## Selected extract
Saturday 1 August 2020

Death of a forgotten anomaly

Anomalies come with a big splash, but often go down quietly. A recent ATLAS measurement, just posted on arXiv, killed a long-standing and by now almost forgotten anomaly from the LEP collider.  LEP was an electron-positron collider operating some time in the late Holocene. Its most important legacy is the very precise measurements of the interaction strength between the Z boson and matter, which to this day are unmatched in accuracy. In the second stage of the experiment, called LEP-2, the collision energy was gradually raised to about 200 GeV, so that pairs of W bosons could be produced. The experiment was able to measure the branching fractions for W decays into electrons, muons, and tau leptons.  These are precisely predicted by the Standard Model: they should be equal to 10.8%, independently of the flavor of the lepton (up to a very small correction due to the lepton masses).  However, LEP-2 found 

Br(W → τν)/Br(W → eν) = 1.070 ± 0.029,     Br(W → τν)/Br(W → μν) = 1.076 ± 0.028.

While the decays to electrons and muons conformed very well to the Standard Model predictions, 
there was a 2.8 sigma excess in the tau channel. The question was whether it was simply a statistical fluctuation or new physics violating the Standard Model's sacred principle of lepton flavor universality. The ratio Br(W → τν)/Br(W → eν) was later measured at the Tevatron, without finding any excess, however the errors were larger. More recently, there have been hints of large lepton flavor universality violation in B-meson decays, so it was not completely crazy to think that the LEP-2 excess was a part of the same story.  

The solution came 20 years later LEP-2: there is no large violation of lepton flavor universality in W boson decays. The LHC has already produced hundreds million of top quarks, and each of them (as far as we know) creates a W boson in the process of its disintegration. ATLAS used this big sample to compare the W boson decay rate to taus and to muons. Their result: 

Br(W → τν)/Br(W → μν) = 0.992 ± 0.013.

There is no slightest hint of an excess here. But what is most impressive is that the error is smaller,  by more than a factor of two, than in LEP-2! After the W boson mass, this is another precision measurement where a dirty hadron collider environment achieves a better accuracy than an electron-positron machine.

## Task objective
Quote the passage of the W boson decay text that runs from "While the decays" to "the same story.", word for word.

## Material shown
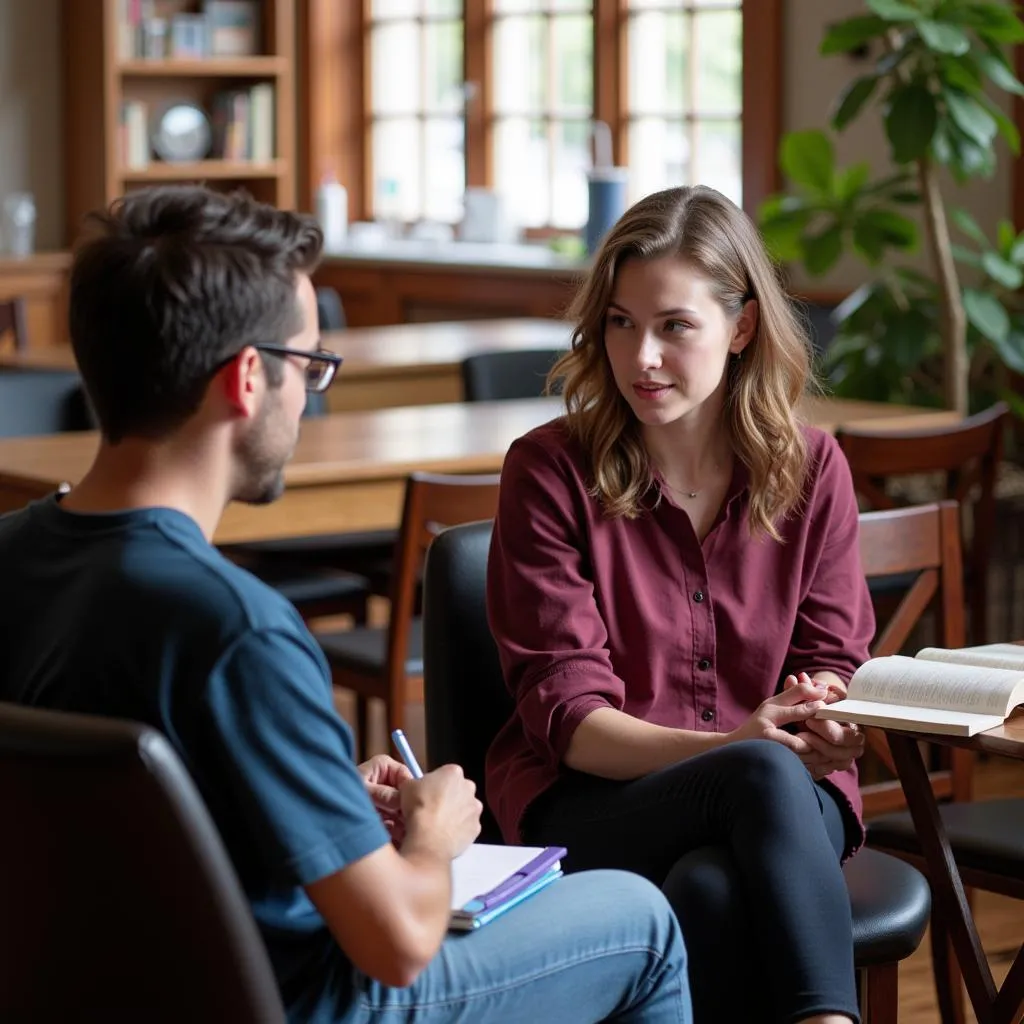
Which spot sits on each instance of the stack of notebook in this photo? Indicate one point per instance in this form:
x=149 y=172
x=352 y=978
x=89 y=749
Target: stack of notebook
x=486 y=881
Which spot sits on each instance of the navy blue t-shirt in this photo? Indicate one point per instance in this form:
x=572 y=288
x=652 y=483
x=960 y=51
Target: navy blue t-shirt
x=134 y=614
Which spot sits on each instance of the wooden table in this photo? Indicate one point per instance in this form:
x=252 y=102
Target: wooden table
x=991 y=1005
x=349 y=468
x=403 y=365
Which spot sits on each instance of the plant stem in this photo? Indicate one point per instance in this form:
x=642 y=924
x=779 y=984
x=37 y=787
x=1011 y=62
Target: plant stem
x=952 y=318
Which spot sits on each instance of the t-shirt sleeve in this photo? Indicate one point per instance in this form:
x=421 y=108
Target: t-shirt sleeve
x=285 y=759
x=541 y=604
x=835 y=620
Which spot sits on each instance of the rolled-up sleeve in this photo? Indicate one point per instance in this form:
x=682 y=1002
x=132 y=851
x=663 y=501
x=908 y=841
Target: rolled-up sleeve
x=541 y=605
x=835 y=621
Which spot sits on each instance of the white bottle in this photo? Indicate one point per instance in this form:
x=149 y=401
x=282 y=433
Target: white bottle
x=332 y=213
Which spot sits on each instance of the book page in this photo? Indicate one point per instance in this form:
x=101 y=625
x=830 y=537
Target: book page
x=992 y=655
x=936 y=684
x=483 y=866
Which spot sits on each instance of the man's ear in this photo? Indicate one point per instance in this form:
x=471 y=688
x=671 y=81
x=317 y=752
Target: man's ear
x=745 y=327
x=243 y=382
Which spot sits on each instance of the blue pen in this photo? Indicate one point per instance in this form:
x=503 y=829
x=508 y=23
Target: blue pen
x=406 y=753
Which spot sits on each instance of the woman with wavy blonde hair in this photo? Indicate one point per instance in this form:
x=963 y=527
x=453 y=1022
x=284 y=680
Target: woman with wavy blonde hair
x=675 y=589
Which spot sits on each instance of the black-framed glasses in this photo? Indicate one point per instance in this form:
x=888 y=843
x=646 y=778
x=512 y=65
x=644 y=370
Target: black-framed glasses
x=321 y=368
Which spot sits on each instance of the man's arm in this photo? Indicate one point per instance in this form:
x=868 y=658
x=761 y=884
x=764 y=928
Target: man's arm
x=389 y=910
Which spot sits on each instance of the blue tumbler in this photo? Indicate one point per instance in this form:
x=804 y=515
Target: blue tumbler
x=606 y=188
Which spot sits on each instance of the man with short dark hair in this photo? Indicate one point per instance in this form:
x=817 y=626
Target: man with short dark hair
x=194 y=322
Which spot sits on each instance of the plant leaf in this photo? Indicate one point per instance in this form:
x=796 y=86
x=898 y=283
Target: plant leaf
x=1000 y=270
x=808 y=159
x=943 y=38
x=910 y=122
x=850 y=181
x=1011 y=350
x=854 y=32
x=970 y=117
x=894 y=10
x=999 y=73
x=822 y=250
x=897 y=230
x=987 y=314
x=852 y=99
x=992 y=22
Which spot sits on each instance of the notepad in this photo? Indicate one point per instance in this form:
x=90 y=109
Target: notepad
x=488 y=880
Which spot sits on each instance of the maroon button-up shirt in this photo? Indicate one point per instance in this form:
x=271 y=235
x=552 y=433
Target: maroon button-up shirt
x=639 y=615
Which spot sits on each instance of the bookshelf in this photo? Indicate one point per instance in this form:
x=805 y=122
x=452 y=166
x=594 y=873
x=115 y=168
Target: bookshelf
x=114 y=96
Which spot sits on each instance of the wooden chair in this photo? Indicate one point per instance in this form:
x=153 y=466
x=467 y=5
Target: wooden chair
x=467 y=702
x=13 y=322
x=968 y=455
x=387 y=663
x=922 y=542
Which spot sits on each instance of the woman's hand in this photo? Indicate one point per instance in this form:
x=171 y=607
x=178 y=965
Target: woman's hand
x=795 y=706
x=833 y=745
x=382 y=776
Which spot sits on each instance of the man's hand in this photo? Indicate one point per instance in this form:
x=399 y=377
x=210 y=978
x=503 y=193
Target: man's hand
x=832 y=745
x=383 y=776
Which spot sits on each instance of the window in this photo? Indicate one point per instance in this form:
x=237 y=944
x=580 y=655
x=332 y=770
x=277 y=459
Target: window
x=416 y=113
x=543 y=86
x=416 y=99
x=684 y=98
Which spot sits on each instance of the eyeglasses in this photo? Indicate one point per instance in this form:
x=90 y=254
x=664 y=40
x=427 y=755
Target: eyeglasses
x=321 y=369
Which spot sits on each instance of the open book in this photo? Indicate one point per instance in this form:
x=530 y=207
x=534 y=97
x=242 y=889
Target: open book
x=956 y=692
x=486 y=880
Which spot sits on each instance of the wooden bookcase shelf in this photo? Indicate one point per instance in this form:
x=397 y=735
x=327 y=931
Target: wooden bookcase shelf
x=98 y=81
x=208 y=68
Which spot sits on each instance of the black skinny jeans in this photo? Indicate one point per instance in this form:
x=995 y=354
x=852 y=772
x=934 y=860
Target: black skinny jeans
x=747 y=848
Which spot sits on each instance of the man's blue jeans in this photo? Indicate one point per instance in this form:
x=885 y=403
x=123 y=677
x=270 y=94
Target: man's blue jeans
x=594 y=946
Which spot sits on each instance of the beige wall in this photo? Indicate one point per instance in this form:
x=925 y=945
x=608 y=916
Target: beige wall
x=31 y=129
x=812 y=82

## Solution to this task
While the decays to electrons and muons conformed very well to the Standard Model predictions, 
there was a 2.8 sigma excess in the tau channel. The question was whether it was simply a statistical fluctuation or new physics violating the Standard Model's sacred principle of lepton flavor universality. The ratio Br(W → τν)/Br(W → eν) was later measured at the Tevatron, without finding any excess, however the errors were larger. More recently, there have been hints of large lepton flavor universality violation in B-meson decays, so it was not completely crazy to think that the LEP-2 excess was a part of the same story.